**Requirement:**
Rewrite the lines of the listing between the line containing "Exercise. Locate the woman" and the line containing "(1025, 870)", inclusive, with the requests kept in. Add 94 to each number in the answer coordinates and leave every other line unchanged.

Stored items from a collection
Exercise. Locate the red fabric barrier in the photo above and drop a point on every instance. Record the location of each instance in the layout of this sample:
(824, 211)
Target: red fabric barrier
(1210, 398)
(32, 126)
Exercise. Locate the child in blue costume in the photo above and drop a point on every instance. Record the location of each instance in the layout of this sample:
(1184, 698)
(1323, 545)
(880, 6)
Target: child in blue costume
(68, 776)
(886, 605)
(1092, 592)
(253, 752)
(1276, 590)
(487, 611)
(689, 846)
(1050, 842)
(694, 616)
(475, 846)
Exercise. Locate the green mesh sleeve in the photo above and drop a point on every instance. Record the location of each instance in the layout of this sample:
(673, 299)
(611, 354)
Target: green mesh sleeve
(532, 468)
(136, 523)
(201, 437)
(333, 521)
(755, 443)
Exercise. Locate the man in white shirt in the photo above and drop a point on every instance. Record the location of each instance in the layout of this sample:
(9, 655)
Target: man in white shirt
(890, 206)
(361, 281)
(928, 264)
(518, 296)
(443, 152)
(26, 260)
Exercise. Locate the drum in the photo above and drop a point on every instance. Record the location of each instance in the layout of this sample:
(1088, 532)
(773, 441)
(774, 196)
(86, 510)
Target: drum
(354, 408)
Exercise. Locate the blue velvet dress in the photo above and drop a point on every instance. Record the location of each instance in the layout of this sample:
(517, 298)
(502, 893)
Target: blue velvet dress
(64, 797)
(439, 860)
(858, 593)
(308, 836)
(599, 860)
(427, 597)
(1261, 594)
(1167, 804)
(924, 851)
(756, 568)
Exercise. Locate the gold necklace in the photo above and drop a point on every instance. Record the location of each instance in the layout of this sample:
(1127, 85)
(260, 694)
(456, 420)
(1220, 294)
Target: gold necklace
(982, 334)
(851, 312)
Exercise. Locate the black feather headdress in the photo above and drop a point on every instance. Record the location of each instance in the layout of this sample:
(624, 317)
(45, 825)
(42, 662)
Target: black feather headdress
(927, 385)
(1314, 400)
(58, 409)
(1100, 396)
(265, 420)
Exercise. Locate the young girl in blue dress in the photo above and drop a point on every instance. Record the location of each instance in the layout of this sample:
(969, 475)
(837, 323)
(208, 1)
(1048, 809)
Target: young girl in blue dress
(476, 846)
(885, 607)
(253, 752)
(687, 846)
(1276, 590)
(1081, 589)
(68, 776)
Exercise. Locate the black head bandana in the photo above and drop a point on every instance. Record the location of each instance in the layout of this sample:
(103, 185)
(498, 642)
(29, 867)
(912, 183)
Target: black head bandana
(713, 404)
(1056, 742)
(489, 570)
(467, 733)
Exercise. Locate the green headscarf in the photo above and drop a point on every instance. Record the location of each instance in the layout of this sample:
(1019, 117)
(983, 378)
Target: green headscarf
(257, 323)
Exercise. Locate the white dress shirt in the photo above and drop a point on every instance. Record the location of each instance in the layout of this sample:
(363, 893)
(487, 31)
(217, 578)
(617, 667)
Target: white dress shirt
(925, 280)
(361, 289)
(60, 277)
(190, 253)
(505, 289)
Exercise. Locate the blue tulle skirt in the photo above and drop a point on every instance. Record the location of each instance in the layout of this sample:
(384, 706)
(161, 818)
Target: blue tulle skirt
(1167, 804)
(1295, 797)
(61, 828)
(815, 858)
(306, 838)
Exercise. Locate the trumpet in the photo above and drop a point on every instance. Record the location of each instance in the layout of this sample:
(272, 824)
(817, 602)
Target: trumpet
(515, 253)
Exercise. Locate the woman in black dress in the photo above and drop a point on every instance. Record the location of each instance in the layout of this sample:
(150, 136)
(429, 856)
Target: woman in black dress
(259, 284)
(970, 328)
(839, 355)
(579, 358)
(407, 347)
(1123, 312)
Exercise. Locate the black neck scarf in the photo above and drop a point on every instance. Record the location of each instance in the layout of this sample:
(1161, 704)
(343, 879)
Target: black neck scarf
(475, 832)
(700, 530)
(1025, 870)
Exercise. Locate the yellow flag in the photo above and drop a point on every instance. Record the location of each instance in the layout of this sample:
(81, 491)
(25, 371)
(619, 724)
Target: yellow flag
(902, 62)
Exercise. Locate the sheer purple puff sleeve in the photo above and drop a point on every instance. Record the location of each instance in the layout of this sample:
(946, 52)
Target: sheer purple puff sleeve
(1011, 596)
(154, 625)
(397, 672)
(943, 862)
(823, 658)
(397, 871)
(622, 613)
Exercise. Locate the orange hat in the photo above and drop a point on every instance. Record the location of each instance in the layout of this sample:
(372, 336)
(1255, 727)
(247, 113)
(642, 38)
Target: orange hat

**Exercise result:**
Exercise. Locate the woman in black dress in the photo above and drop a point on every instance. Record the location of each instance in the layout of this sample:
(150, 136)
(429, 856)
Target: woman in black dress
(353, 378)
(1064, 422)
(933, 449)
(673, 452)
(501, 441)
(1217, 406)
Exercise. Locate the black neck scarf in the photo above and drop a point on every instance. Record the location of each instance in the layout of this sample:
(1161, 704)
(343, 879)
Target: black neck scarf
(569, 926)
(794, 624)
(1119, 964)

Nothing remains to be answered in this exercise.